### Aim of the task:
Tally every line of the entries that contains the string "mouth", then reply with only that number.

### Information:
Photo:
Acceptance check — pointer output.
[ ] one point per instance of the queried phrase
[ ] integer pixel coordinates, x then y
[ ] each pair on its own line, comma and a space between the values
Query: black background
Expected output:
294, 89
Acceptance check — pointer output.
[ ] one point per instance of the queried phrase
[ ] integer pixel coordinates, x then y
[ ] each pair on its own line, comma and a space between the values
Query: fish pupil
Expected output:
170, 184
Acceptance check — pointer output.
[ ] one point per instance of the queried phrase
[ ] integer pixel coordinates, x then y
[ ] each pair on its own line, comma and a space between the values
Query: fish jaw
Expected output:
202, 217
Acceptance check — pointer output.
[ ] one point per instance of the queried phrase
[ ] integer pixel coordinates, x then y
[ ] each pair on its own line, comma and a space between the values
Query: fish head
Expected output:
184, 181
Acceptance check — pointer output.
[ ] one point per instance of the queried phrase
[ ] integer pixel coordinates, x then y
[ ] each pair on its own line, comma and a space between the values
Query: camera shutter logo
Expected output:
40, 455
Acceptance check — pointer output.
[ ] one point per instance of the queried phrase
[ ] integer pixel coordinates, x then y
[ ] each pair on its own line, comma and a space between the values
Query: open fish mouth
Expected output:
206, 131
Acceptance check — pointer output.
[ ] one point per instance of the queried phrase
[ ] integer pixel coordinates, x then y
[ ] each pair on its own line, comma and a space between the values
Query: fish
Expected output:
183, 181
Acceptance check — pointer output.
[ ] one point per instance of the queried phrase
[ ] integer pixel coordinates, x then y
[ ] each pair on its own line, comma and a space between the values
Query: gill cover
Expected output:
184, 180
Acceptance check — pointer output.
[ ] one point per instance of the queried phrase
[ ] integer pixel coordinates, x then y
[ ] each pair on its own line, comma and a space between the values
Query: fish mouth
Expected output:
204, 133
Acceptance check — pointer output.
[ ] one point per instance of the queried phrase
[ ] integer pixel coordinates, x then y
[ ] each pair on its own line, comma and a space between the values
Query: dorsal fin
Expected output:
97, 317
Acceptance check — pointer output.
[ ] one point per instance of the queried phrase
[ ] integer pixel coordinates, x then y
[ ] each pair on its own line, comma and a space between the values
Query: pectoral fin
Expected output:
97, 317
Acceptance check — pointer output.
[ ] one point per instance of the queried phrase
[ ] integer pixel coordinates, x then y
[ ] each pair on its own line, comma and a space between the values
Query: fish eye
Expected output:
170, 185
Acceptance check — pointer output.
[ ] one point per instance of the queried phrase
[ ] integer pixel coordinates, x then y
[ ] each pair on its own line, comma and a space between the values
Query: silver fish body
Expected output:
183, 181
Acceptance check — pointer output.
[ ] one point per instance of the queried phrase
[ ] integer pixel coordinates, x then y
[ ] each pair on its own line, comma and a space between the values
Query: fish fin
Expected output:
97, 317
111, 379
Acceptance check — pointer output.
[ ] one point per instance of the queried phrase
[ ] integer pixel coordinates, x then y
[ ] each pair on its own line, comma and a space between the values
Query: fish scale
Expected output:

### Result below:
2